--- START Text excerpt ---
Decide on a platform: Apple, Android, or both?

If your target market is predominantly on one OS, that can guide your development decisions. Developing for both platforms requires more resources, but can give you the benefit of maximizing your ability to develop the app for each OS, and reach the most customers. Another option to consider is launching on one platform and adding another over time, depending on milestones in your business plan.

Offline vs online

A growing consideration in today’s app development firms is whether the apps can only function online, or if it can function offline too. Some level of offline function—and messaging that the app is offline—can make for better customer satisfaction, since users will have access to at least some features regardless of their internet connection.

For example, Google Maps can download route information so a user still has the mapping and some functions, even if they enter a remote location or go through an area where they don’t have a cellular or wifi signal. 

Walking users through what they can and can’t do offline, and how functions can be completed or data can sync once online again—can also go a long way to winning trust and loyalty from your app’s users. You’ll also want to determine if the offline function is something you develop as part of the launch, or if you roll it out in a later version.
--- END Text excerpt ---
--- START Dataset extract ---
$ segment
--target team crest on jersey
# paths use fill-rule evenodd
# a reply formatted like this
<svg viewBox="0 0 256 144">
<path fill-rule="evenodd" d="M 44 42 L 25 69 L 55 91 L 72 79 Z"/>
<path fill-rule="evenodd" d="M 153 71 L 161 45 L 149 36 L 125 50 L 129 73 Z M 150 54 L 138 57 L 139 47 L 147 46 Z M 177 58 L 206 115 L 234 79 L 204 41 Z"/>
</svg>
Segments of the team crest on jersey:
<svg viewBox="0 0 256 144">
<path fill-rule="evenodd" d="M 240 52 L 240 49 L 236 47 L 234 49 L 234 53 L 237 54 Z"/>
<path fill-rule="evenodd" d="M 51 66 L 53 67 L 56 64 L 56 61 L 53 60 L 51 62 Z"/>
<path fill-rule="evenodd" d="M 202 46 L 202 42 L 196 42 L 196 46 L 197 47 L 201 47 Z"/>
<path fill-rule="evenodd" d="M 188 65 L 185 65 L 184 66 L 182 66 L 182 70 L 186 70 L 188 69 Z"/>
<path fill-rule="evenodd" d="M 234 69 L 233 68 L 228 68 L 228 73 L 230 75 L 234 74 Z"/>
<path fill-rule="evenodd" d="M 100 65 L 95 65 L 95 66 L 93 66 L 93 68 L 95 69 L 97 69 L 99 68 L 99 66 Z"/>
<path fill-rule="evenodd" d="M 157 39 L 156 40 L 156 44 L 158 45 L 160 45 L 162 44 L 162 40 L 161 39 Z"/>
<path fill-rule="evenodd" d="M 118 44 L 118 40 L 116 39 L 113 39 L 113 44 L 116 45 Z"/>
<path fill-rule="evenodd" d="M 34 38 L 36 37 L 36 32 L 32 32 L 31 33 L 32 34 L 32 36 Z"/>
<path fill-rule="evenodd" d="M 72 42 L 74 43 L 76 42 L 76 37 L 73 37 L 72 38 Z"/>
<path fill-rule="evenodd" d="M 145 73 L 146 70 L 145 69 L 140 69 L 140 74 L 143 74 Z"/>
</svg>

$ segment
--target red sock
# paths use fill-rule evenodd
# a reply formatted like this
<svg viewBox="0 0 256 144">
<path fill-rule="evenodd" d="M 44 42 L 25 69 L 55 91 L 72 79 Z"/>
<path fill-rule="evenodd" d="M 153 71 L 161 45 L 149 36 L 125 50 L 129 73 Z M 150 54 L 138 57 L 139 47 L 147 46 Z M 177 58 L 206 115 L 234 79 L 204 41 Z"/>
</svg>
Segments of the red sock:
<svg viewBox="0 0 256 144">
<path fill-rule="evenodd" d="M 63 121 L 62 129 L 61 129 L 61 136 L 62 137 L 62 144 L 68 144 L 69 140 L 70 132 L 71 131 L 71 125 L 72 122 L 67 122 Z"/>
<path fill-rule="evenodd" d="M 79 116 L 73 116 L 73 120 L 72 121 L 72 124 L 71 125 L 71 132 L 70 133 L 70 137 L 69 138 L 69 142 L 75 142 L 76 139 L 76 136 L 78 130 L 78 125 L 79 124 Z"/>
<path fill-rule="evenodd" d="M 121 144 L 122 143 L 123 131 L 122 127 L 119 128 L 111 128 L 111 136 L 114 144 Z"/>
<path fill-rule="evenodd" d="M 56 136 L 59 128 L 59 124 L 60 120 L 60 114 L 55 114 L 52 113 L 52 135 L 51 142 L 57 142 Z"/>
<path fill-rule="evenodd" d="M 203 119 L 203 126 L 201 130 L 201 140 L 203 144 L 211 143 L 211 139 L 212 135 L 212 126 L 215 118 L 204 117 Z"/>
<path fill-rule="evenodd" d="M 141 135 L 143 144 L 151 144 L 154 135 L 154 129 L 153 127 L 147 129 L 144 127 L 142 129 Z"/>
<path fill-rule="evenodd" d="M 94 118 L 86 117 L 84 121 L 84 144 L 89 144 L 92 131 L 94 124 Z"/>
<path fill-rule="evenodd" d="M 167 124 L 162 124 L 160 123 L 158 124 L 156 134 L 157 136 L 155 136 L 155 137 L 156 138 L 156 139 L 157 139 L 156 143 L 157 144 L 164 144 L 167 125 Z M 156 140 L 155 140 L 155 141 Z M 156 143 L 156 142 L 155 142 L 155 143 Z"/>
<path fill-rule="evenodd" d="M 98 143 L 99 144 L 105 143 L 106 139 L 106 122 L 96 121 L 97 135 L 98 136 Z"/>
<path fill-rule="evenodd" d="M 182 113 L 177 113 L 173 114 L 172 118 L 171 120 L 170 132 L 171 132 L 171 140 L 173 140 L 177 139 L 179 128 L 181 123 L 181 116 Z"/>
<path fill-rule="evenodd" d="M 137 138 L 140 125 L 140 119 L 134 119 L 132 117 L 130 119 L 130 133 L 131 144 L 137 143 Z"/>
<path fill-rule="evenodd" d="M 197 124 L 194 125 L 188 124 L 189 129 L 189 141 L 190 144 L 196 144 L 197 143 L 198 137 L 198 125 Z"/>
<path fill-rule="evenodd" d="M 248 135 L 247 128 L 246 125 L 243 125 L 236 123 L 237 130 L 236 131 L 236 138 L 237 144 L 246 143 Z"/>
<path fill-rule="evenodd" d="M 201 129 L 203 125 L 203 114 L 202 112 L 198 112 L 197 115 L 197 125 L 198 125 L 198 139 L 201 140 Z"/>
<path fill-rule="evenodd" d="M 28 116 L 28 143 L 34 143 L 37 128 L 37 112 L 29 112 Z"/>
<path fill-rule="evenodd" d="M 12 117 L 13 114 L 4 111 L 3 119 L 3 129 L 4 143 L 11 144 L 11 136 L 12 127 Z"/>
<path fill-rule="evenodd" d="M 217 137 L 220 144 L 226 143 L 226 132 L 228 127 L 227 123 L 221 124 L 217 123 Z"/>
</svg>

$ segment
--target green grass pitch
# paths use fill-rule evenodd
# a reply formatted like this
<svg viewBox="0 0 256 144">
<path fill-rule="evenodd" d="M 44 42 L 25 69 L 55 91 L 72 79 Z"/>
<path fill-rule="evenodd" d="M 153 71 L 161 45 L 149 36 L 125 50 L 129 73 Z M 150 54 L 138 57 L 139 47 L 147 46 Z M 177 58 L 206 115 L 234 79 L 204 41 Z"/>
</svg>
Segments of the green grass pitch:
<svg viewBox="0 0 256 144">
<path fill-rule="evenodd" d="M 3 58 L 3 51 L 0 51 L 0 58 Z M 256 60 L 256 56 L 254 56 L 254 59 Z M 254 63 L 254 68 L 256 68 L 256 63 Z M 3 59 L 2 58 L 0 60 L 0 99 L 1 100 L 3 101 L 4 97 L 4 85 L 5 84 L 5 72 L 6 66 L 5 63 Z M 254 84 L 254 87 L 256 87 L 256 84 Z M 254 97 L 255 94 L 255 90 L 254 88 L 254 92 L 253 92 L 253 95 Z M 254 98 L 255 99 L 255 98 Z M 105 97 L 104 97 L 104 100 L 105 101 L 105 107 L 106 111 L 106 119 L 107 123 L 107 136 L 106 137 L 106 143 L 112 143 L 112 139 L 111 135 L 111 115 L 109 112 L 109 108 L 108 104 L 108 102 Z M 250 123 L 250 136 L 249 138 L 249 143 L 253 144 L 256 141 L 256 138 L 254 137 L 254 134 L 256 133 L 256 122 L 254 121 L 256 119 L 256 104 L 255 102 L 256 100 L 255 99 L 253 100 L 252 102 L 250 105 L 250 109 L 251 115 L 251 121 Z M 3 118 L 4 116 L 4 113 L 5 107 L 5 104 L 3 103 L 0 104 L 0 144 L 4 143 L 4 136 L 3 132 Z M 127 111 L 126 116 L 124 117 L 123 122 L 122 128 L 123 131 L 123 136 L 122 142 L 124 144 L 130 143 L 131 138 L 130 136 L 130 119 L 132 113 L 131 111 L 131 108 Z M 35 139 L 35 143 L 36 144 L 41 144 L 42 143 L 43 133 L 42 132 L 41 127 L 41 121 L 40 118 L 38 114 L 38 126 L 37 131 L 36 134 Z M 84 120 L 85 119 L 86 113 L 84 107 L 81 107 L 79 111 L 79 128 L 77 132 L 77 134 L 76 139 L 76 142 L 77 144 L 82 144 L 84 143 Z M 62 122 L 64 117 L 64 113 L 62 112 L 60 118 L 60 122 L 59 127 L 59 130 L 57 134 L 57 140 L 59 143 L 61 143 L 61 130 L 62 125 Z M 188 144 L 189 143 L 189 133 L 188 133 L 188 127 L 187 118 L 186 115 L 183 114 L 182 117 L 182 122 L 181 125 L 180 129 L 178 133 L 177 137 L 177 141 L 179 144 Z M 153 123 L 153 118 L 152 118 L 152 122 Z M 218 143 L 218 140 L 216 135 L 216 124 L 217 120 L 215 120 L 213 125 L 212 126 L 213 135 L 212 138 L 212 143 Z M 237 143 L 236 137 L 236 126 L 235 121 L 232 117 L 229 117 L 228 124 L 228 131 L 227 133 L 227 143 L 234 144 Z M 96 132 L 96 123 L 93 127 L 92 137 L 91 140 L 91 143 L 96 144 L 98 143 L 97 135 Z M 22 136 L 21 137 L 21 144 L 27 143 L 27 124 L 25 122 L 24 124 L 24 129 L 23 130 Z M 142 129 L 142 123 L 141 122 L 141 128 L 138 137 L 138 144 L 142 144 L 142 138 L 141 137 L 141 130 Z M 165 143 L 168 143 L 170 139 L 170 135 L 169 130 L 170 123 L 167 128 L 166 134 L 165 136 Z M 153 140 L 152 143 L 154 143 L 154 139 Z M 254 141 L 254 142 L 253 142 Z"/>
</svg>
--- END Dataset extract ---
#### Requirements:
a: Quote the portion of the app development excerpt between "Decide on a" and "your business plan.", inclusive.
b: Render this sentence from the app development excerpt in Spanish: "If your target market is predominantly on one OS, that can guide your development decisions."
c: Condense the paragraph of the app development excerpt that begins "Walking users through what they can and can't do offline" into a short bulleted list that keeps its main points.
Base your work solely on the app development excerpt.

#### Full answers:
a:
Decide on a platform: Apple, Android, or both?

If your target market is predominantly on one OS, that can guide your development decisions. Developing for both platforms requires more resources, but can give you the benefit of maximizing your ability to develop the app for each OS, and reach the most customers. Another option to consider is launching on one platform and adding another over time, depending on milestones in your business plan.

b: Si su mercado objetivo está predominantemente en un sistema operativo, eso puede orientar sus decisiones de desarrollo.

c:
- Explaining what users can and can't do offline, and how functions can be completed or data can sync once back online, can help earn their trust and loyalty.
- Decide whether to build the offline function for the launch or roll it out in a later version.